ASSIGNMENT:
Answer these questions from the passage about George below:
1. Who was among the first to embrace George when he was welcomed Home?
2. Which instruments does George play in his cottage?
3. What did George know the music would give him that he could never have achieved on his own?

PAGE EXTRACT:

^^^^^^^^

He was welcomed Home by a massive crowd of admirers, including a historic group of gurus, and it speaks volumes for our priorities here that, while George’s music is widely known and appreciated, the word “Beatles” had nothing to do with the joy with which he was greeted, nor is it often mentioned. It’s very much worth mentioning, though, that John Lennon was among the first to embrace him. They’re frequently together, meditating in the Gardens of the Hall of Justice and taking long, quiet walks through what corresponds to your English countryside. But while John continues to compose and perform music, George plays the acoustic guitar, sitar, and mandolin only in the privacy of his secluded, windowless one-room cottage in the hills, a round adobe structure with a shrine centered inside. He still writes songs, but only to share with other Hindus at the temple where he practices his public worship.
He says he charted his part in the phenomenon of the Beatles, because he and the other three were kindred souls from Home, different from each other as they were, and made that contract for extraordinary success together before they incarnated.
George knew they would create music together that would bring lasting joy to vast numbers of people and, in doing so, “help unify the world a little.” He also knew it would provide him with a platform he would never have achieved on his own, not to loudly preach an agenda, but to quietly, by example, encourage the pursuit of individual spiritual growth.

^^^^^^^^

DATA SECTION:
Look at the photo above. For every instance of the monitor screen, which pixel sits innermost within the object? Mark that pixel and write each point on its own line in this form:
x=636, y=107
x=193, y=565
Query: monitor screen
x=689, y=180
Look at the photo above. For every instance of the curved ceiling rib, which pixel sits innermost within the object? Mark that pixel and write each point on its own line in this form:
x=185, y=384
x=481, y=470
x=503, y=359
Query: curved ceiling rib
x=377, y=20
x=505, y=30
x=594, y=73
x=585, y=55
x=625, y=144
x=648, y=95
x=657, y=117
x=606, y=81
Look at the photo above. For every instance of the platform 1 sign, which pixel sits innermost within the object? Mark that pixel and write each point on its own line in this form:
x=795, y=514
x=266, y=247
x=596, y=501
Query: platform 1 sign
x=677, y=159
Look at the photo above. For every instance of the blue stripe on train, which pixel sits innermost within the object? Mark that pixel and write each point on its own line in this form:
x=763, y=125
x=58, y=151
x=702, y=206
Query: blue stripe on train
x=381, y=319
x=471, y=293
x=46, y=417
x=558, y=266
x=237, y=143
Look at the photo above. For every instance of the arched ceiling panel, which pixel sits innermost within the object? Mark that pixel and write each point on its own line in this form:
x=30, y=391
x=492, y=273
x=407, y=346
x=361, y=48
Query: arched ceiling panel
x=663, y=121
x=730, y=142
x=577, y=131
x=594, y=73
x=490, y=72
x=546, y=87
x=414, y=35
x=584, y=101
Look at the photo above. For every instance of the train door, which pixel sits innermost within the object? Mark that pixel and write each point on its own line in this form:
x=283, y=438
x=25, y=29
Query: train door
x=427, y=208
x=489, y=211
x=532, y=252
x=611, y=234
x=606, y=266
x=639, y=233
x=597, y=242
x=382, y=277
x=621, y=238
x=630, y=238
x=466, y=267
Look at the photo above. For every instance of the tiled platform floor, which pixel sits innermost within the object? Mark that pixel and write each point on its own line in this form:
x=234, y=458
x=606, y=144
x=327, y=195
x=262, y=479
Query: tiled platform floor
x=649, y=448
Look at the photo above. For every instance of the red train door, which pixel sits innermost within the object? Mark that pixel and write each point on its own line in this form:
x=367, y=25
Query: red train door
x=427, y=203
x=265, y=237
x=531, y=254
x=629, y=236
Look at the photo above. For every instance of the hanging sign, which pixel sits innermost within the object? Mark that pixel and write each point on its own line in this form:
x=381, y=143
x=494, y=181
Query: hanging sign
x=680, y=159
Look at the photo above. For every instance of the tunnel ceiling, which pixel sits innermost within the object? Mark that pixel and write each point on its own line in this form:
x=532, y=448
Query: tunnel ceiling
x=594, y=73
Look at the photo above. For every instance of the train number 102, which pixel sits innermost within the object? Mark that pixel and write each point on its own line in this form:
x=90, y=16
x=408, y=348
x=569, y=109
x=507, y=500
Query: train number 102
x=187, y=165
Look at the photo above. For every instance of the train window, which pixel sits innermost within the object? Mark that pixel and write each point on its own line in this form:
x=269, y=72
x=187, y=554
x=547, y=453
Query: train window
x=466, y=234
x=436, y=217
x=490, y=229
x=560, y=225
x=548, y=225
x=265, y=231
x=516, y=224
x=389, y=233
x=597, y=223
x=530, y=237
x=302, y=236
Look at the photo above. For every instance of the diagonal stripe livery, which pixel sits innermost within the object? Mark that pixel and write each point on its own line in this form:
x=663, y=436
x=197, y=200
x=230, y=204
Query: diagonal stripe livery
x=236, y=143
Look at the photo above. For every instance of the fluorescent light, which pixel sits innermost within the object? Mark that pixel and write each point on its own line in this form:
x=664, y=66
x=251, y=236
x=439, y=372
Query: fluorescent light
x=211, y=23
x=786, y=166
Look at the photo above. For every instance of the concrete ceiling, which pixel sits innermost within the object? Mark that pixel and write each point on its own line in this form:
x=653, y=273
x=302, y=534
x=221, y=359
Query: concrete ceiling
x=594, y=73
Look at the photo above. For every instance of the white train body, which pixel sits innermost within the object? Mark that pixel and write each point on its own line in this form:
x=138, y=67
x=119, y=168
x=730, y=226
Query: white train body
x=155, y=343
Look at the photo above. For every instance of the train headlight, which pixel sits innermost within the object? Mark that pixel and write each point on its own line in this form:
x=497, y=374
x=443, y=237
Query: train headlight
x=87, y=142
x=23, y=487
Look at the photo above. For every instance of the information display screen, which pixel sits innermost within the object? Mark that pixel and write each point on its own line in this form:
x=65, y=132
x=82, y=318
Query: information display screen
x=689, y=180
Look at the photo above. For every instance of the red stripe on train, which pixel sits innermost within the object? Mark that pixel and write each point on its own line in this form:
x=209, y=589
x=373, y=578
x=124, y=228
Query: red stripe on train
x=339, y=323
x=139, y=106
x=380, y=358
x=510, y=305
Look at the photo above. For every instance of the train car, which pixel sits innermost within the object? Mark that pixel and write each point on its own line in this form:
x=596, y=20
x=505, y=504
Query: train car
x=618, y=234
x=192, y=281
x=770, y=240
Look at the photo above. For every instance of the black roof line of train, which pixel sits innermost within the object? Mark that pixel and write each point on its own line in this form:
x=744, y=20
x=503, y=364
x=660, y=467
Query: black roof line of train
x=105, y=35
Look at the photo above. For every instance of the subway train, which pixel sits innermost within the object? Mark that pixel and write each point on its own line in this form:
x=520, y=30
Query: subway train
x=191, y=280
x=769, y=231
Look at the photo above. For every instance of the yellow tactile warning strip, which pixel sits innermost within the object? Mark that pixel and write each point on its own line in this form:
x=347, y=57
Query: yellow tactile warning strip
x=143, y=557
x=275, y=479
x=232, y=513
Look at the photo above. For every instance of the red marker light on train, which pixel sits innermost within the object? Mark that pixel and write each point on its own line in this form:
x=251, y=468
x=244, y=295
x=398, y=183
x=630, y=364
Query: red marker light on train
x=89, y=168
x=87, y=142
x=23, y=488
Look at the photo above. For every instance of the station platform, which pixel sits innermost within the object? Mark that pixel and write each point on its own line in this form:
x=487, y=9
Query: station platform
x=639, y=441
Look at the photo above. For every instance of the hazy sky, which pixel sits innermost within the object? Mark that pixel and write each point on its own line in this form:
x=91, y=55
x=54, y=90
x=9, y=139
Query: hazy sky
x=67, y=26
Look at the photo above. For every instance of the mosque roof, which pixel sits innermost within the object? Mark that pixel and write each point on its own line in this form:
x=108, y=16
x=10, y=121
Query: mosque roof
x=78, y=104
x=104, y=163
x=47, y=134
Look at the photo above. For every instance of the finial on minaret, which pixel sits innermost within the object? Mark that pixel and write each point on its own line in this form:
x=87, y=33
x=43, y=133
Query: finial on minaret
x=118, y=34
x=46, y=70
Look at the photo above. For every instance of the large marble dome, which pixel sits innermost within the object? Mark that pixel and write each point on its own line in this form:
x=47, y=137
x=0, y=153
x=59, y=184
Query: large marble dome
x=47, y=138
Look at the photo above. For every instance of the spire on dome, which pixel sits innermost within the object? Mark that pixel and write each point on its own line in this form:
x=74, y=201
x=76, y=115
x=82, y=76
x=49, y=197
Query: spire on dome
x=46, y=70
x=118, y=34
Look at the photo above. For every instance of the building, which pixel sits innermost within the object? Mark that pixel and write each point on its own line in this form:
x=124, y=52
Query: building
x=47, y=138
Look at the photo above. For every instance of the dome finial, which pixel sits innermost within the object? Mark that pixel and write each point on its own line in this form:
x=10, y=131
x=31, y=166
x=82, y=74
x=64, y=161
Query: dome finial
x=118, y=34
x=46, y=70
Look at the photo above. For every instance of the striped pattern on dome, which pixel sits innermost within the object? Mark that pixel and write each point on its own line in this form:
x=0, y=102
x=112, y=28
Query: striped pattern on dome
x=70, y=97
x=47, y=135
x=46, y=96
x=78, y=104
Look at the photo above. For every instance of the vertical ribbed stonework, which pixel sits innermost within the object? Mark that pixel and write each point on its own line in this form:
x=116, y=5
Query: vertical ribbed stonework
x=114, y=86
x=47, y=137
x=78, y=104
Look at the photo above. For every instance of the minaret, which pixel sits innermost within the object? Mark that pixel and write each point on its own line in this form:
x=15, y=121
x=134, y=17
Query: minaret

^^^^^^^^

YOUR RESPONSE:
1. John Lennon.
2. The acoustic guitar, sitar, and mandolin.
3. A platform.